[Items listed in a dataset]
===
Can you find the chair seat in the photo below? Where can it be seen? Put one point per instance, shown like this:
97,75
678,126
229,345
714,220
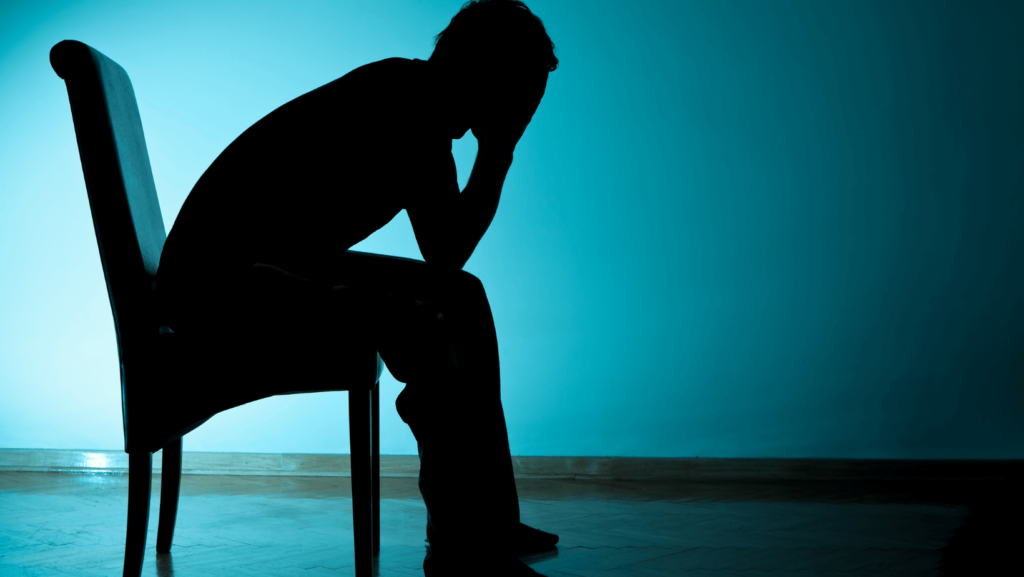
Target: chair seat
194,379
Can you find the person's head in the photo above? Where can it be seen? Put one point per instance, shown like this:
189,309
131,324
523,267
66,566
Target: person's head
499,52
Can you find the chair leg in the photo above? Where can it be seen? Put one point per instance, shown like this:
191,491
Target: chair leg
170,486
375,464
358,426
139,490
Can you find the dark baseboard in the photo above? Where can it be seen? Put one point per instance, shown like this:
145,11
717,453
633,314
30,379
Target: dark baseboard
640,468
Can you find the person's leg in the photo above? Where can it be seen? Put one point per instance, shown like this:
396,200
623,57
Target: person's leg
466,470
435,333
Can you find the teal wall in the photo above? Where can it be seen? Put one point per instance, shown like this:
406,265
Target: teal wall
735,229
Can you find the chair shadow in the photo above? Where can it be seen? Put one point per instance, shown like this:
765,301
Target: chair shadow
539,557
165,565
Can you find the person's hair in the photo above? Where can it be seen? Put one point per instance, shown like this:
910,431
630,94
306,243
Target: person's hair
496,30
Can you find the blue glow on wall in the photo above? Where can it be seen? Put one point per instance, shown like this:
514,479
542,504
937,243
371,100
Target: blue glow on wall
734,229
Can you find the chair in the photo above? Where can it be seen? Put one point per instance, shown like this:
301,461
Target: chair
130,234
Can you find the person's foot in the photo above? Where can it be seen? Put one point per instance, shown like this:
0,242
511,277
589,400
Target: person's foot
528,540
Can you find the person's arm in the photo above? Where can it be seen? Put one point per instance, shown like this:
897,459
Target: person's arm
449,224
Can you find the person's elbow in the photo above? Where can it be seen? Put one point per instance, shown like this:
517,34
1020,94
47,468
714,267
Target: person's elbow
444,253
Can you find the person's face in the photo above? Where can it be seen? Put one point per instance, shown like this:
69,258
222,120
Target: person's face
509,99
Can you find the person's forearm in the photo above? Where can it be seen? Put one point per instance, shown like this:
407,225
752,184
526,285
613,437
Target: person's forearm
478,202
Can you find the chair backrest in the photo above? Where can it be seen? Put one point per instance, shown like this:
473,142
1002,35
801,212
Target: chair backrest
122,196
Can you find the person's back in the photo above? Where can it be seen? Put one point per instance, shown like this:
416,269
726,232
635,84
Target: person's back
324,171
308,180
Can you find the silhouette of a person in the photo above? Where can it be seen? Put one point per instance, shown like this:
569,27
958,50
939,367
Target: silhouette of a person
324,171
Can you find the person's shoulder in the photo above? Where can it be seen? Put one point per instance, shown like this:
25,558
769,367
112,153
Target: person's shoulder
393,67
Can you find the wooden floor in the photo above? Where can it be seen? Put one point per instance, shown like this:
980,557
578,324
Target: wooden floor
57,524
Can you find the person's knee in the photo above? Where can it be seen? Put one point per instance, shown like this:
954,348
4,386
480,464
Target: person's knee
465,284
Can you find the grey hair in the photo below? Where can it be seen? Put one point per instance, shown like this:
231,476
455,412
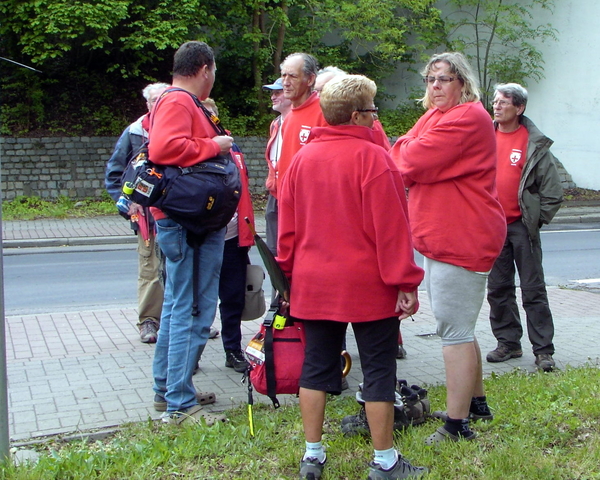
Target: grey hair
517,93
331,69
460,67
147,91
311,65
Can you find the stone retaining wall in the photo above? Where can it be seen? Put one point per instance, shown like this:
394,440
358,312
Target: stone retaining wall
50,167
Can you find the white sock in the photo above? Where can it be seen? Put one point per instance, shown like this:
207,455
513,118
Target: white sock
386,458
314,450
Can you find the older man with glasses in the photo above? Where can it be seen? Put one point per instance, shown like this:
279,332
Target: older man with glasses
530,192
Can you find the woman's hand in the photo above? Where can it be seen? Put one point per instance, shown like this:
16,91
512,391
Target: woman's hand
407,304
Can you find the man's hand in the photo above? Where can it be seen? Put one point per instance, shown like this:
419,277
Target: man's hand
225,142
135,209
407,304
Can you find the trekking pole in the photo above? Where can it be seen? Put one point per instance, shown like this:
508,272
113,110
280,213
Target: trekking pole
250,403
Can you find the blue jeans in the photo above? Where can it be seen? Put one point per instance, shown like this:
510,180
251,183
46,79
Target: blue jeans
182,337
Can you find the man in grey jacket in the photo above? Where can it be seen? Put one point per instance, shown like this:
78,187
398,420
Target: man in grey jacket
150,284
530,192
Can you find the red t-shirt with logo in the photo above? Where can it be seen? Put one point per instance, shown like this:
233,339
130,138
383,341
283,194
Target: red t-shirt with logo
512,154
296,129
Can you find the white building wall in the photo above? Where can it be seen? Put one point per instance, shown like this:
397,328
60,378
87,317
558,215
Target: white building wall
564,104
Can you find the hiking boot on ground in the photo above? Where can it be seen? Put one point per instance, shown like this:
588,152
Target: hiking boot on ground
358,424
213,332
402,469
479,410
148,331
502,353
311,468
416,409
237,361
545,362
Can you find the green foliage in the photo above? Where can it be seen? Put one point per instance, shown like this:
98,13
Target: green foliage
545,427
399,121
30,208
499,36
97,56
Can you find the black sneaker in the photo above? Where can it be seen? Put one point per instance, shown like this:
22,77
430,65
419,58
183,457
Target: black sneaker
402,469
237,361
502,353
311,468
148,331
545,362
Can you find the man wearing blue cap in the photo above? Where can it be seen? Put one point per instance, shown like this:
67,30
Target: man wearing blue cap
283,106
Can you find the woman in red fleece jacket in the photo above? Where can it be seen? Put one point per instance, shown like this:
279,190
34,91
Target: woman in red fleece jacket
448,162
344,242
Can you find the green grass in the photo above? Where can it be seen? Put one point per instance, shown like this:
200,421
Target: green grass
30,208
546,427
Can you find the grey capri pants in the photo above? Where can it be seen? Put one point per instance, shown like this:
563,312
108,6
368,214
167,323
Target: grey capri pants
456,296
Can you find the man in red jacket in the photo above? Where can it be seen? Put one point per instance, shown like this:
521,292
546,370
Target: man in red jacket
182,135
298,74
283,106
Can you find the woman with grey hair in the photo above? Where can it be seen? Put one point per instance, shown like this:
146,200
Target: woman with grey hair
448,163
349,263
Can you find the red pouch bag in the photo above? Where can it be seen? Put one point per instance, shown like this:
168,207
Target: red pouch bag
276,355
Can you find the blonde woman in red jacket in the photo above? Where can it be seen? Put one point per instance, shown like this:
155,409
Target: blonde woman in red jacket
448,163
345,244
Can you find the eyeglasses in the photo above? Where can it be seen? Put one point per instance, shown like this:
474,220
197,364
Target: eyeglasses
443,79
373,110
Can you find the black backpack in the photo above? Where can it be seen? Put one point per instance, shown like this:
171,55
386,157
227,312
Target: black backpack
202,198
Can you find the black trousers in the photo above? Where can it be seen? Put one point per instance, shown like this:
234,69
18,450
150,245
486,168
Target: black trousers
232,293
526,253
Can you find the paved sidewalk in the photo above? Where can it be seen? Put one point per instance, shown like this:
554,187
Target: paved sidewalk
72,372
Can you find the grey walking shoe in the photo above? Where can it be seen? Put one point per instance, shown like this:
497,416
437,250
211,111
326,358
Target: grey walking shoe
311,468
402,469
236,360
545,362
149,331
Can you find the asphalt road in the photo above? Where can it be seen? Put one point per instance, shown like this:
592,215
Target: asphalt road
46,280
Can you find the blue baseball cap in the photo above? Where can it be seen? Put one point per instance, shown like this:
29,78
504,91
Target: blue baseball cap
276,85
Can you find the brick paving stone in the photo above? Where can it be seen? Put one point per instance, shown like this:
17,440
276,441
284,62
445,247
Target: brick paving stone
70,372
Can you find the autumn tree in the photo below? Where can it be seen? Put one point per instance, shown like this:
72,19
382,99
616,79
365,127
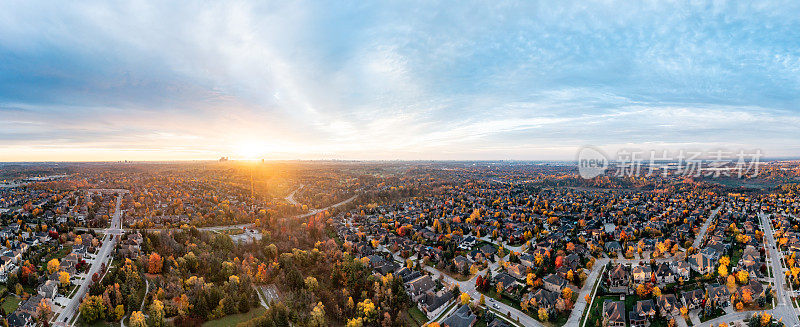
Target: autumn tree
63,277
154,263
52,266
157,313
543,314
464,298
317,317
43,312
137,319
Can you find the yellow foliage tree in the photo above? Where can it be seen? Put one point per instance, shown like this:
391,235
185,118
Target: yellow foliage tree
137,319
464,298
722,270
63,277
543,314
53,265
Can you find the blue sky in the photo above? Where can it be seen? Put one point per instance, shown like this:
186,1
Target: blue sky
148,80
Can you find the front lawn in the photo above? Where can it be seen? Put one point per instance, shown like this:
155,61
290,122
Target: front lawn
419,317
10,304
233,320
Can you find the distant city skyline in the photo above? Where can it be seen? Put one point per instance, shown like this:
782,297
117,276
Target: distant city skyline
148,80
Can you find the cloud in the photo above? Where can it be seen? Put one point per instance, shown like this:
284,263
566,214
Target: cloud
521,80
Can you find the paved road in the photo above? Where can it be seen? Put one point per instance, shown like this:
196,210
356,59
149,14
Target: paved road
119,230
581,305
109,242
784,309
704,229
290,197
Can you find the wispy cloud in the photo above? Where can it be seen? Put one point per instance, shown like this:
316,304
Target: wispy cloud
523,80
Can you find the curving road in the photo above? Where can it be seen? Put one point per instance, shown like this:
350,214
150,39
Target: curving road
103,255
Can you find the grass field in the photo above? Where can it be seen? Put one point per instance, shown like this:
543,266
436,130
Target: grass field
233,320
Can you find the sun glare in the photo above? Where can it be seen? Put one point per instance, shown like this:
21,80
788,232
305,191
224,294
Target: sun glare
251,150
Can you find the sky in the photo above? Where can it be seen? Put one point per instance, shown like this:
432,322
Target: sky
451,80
===
Work to be completed: The word "below" appears in some lines above. Return every one of those lines.

Final answer:
Can you find the chair seat in the photo below? Where can it be seen? Put one point per instance, shown like this:
Can you find the grey hair in the photo below? Where can it be seen? Put one point per instance, shown like this:
Can you find the autumn tree in the photo below? Where can it be seen? Put one point per instance, shown like this:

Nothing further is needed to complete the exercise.